> _Activity_
Please restate, word for word, the lines below that begin at the one with "Target: white wall background" and end at the one with "point_to MUST indicate the woman's nose". Leave out all other lines.

> _Information shown_
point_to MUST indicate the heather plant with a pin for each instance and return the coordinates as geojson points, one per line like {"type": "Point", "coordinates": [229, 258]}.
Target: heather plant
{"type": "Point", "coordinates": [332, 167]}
--
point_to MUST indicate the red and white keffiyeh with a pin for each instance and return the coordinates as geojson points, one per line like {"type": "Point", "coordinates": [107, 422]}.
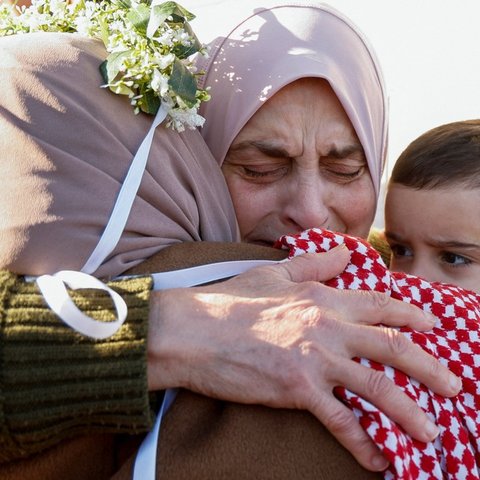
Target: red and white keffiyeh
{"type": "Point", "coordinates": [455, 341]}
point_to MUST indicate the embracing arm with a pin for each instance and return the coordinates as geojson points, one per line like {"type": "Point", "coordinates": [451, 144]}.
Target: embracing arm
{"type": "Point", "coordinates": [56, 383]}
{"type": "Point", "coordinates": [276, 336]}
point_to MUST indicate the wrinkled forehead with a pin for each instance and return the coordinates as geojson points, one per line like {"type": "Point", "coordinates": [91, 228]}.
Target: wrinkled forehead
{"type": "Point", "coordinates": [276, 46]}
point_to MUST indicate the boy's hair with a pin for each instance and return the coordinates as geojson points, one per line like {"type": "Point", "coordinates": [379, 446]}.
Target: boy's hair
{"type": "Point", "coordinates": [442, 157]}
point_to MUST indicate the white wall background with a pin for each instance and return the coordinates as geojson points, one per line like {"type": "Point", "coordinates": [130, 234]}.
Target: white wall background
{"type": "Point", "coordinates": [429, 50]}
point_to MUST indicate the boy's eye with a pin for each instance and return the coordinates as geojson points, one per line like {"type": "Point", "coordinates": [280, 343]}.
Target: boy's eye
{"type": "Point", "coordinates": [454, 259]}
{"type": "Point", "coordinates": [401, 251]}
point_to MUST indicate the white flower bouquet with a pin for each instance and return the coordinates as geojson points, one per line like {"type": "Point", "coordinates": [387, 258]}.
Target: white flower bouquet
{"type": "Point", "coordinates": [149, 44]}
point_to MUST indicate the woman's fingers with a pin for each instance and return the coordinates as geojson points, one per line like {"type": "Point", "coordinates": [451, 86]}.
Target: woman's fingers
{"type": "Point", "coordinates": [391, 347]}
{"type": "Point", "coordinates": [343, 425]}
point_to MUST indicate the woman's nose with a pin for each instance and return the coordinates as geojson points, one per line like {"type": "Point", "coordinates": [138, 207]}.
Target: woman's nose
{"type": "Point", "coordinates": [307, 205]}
...
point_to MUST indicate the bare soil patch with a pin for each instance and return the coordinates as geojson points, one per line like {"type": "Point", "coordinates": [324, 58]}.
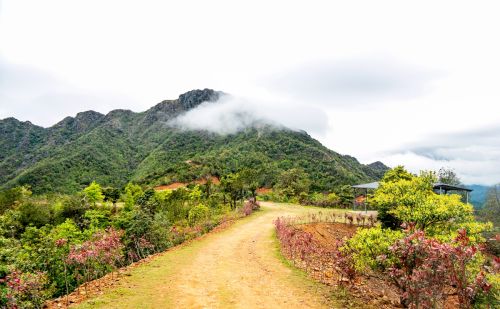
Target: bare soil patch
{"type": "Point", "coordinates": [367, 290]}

> _Task output_
Target: white wall background
{"type": "Point", "coordinates": [429, 50]}
point_to MUST indicate the boy's eye with a pin for each instance and return the coordinates as geojson points, one per line like {"type": "Point", "coordinates": [280, 343]}.
Target: boy's eye
{"type": "Point", "coordinates": [454, 259]}
{"type": "Point", "coordinates": [401, 251]}
point_to MUST indicate the white flower bouquet with a pin for each instance and return the coordinates as geojson points, one per line like {"type": "Point", "coordinates": [387, 258]}.
Target: white flower bouquet
{"type": "Point", "coordinates": [149, 44]}
point_to MUST indicate the woman's fingers with a pin for each instance and return the coordinates as geojson points, one per line like {"type": "Point", "coordinates": [451, 86]}.
Target: woman's fingers
{"type": "Point", "coordinates": [391, 347]}
{"type": "Point", "coordinates": [343, 425]}
point_to MUST indicate the woman's nose with a pin for each instance and return the coordinates as geojson points, one per line like {"type": "Point", "coordinates": [138, 207]}.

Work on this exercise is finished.